Required tasks:
1 > Render this sentence from the news article about the defamation suit against school officials into Spanish: "Johnson was 7 years old and a student at Hopkins Elementary when she died from a severe allergic reaction after eating a peanut given to her by another student."
2 > Decide whether each statement agrees with the news article about the defamation suit against school officials: (a) The lawsuit sought $1.3 million. (b) A Richmond Circuit Court judge let the case go to a jury. (c) The peanut Amarria Johnson ate was given to her by a teacher. For each, answer yes or no and quote the words of the article that decide it.
3 > According to the news article about the defamation suit against school officials, who is Laura Pendleton's attorney?

Source passage:
2015-06-10 / News

Defamation suit against school officials heading back to court

By Jim McConnell

The Virginia Supreme Court ruled last week that a Richmond Circuit Court judge erred in dismissing a Chesterfield woman’s defamation lawsuit against several current and former local school officials, clearing the way for the case to be heard by a jury.

“Obviously we are very pleased with the ruling,” said Mark Krudys, attorney for Laura Pendleton, who filed the $1.3 million lawsuit against Chesterfield County Public Schools Superintendent Marcus Newsome and five others following the January 2012 death of her daughter, Amarria Johnson.

Johnson was 7 years old and a student at Hopkins Elementary when she died from a severe allergic reaction after eating a peanut given to her by another student.

Pendleton’s suit alleges that school officials participated in a concerted effort to deflect blame for her daughter’s accidental death and create the false impression that Pendleton herself was responsible.

Entries supplied:

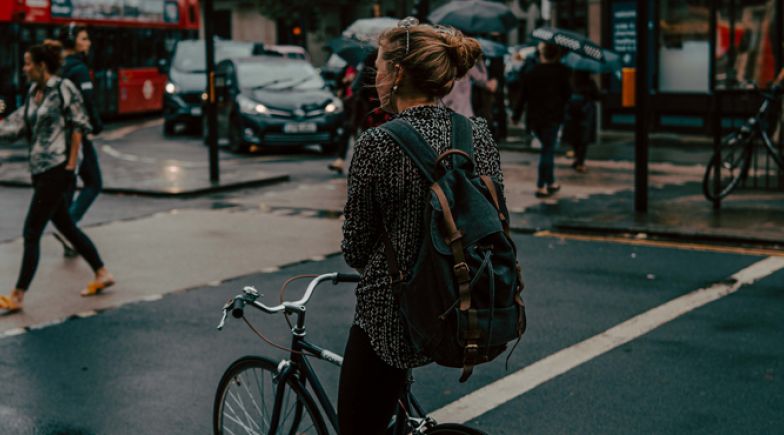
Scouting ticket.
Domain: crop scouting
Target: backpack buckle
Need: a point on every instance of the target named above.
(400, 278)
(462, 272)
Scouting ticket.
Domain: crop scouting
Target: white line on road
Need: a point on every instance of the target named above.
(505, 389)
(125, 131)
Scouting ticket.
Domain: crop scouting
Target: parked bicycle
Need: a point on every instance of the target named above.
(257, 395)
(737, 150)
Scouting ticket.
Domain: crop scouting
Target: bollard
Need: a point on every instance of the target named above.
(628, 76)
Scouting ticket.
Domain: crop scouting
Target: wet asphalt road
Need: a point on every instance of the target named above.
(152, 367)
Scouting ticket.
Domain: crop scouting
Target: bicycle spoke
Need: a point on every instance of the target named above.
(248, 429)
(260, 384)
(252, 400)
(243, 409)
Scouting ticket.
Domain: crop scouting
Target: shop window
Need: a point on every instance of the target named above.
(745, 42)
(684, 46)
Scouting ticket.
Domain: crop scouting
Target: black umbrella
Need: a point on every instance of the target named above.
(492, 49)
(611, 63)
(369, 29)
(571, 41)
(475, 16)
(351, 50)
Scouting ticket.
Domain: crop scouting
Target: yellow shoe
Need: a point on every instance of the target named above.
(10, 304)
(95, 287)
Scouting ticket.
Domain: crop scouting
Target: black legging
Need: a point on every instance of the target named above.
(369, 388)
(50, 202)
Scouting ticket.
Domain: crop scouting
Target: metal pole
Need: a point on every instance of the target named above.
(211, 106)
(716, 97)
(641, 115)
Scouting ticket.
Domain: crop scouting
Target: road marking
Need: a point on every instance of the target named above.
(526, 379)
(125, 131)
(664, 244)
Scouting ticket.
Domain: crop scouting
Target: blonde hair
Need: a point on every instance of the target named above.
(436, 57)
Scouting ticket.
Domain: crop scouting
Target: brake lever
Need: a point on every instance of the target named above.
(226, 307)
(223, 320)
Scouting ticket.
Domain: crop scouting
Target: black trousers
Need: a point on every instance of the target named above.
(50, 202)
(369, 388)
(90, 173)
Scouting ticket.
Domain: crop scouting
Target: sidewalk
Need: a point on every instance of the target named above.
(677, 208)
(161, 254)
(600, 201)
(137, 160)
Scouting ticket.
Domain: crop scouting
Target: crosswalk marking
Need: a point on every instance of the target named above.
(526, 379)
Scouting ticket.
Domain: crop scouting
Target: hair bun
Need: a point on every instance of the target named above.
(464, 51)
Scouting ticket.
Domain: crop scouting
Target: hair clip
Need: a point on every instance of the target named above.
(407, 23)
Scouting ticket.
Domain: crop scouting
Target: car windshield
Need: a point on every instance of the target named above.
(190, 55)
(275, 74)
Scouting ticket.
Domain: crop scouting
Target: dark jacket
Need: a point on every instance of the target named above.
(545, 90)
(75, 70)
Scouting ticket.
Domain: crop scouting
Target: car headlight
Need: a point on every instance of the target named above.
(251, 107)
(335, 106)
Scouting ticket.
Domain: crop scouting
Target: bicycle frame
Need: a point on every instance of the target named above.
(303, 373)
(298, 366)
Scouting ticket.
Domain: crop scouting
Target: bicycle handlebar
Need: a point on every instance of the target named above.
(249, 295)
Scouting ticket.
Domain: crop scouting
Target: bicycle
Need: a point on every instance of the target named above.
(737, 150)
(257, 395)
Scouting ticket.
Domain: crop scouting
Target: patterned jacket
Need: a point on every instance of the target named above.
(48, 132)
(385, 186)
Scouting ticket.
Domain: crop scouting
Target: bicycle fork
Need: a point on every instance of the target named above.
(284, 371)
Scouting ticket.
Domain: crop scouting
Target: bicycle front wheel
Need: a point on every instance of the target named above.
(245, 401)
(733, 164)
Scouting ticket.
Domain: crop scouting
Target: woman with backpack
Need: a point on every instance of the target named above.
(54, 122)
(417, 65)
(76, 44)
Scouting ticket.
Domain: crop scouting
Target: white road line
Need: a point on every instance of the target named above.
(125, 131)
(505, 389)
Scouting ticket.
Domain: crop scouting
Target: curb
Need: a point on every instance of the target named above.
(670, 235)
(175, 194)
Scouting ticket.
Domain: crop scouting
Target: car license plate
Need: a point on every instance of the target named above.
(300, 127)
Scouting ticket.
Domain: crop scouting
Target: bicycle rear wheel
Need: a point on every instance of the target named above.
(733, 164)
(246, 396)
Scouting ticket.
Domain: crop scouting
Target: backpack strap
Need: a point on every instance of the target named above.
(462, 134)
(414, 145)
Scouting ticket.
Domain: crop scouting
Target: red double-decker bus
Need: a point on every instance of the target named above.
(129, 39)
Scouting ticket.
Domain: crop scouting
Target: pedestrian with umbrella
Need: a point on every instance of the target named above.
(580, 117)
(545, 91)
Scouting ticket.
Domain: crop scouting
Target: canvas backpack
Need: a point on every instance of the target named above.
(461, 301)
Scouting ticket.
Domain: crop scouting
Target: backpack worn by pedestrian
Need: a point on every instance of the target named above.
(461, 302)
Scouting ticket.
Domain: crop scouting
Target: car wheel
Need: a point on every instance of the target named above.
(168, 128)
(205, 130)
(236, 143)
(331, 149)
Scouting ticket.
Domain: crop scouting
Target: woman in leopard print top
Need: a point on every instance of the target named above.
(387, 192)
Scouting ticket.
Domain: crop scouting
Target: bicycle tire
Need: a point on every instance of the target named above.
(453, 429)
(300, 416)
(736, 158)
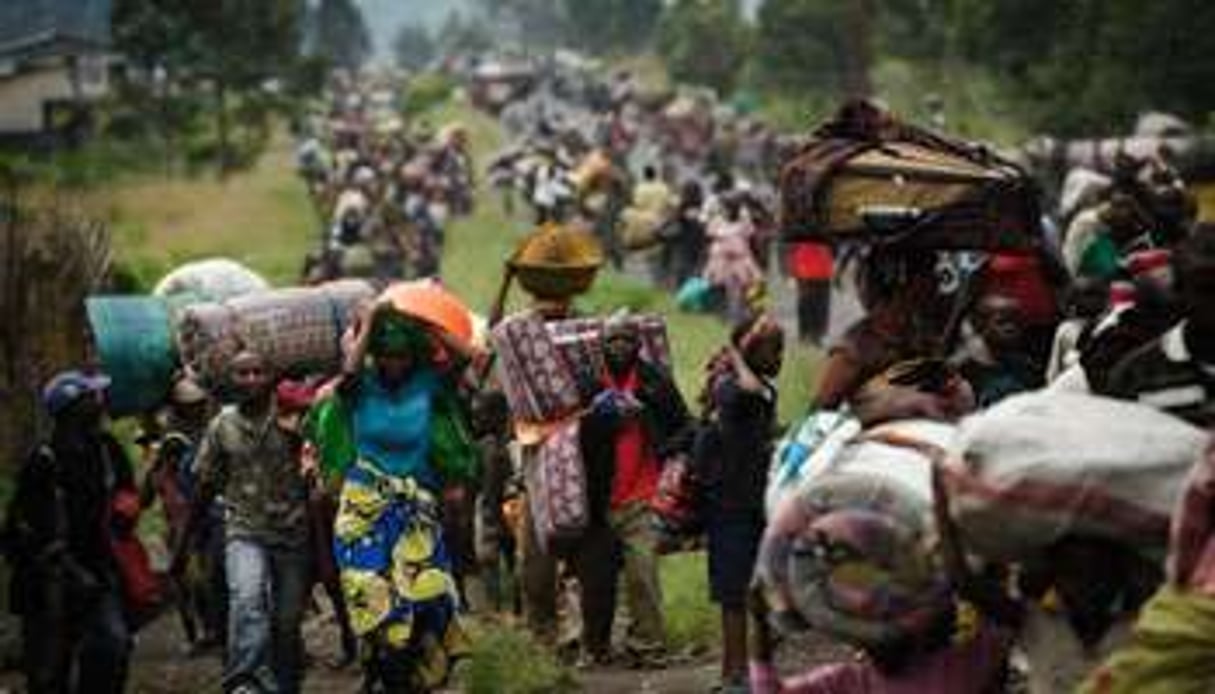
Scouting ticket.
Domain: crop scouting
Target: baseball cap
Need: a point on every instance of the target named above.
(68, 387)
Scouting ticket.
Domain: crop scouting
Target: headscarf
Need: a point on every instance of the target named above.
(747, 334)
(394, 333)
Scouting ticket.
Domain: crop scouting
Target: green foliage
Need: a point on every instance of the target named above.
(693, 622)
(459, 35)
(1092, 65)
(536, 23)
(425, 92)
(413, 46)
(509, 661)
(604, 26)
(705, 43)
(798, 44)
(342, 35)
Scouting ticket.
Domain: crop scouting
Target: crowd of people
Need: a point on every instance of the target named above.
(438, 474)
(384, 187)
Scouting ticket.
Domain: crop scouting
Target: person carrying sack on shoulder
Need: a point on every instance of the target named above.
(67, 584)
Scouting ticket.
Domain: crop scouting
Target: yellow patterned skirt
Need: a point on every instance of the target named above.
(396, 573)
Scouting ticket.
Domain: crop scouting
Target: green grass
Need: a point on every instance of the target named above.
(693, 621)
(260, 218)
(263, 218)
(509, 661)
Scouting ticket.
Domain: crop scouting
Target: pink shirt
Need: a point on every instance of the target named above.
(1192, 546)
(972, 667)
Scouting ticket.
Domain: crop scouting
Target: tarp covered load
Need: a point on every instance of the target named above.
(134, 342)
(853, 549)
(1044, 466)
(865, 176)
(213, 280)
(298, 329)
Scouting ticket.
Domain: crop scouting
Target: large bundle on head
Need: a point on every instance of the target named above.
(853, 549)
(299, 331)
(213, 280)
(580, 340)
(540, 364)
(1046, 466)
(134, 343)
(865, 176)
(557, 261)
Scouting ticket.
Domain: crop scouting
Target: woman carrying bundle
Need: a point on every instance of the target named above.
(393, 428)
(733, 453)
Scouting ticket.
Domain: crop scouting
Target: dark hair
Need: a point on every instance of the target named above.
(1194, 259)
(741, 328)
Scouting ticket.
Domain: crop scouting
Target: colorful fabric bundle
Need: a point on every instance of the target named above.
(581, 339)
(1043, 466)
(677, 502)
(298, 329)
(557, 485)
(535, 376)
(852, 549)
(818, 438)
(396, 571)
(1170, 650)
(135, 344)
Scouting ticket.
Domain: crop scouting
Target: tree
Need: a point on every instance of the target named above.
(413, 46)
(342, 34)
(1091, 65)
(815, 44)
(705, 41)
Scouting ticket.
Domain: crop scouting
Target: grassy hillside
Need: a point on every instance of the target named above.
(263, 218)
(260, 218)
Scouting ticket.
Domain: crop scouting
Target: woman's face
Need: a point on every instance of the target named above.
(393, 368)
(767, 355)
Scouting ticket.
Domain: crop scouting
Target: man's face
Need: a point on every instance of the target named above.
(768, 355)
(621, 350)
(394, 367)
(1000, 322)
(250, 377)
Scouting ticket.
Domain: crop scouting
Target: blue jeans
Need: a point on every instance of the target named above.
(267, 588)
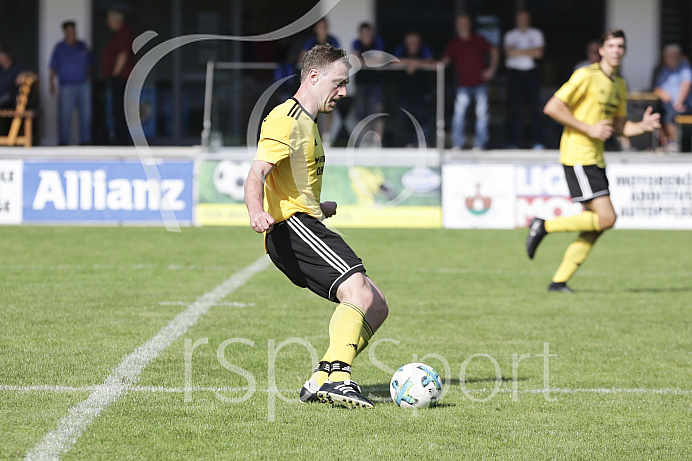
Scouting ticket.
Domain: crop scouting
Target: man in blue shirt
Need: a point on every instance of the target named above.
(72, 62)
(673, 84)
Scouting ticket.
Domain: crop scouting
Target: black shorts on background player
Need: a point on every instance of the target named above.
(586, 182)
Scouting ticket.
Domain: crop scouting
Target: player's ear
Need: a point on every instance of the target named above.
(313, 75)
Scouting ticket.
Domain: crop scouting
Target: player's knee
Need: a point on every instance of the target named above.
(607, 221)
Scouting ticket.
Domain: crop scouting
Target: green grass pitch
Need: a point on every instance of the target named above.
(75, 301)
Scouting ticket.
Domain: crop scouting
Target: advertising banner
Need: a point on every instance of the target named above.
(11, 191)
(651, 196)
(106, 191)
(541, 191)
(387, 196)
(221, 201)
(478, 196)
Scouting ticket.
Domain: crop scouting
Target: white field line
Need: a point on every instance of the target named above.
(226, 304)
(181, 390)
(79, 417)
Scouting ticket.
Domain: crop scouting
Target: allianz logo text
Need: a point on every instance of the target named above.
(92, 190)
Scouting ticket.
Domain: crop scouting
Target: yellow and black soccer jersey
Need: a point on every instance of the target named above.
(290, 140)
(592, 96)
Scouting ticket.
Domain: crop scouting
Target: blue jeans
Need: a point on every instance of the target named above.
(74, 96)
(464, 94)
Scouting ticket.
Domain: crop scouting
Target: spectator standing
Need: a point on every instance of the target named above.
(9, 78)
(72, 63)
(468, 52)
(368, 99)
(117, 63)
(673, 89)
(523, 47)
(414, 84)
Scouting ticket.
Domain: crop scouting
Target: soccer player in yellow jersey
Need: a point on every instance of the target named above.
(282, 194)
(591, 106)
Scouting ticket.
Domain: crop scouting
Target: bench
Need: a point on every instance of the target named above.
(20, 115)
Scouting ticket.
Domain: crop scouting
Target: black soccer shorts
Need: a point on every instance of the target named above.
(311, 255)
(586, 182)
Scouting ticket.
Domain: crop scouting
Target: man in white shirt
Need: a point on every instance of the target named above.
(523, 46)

Responses in order:
1 > Johnson tenía 7 años y era alumna de la escuela primaria Hopkins cuando murió a causa de una reacción alérgica grave tras comer un cacahuate que le dio otro alumno.

2 >
(a) Yes: "filed the $1.3 million lawsuit"
(b) No: "a Richmond Circuit Court judge erred in dismissing a Chesterfield woman’s defamation lawsuit"
(c) No: "a peanut given to her by another student"

3 > Mark Krudys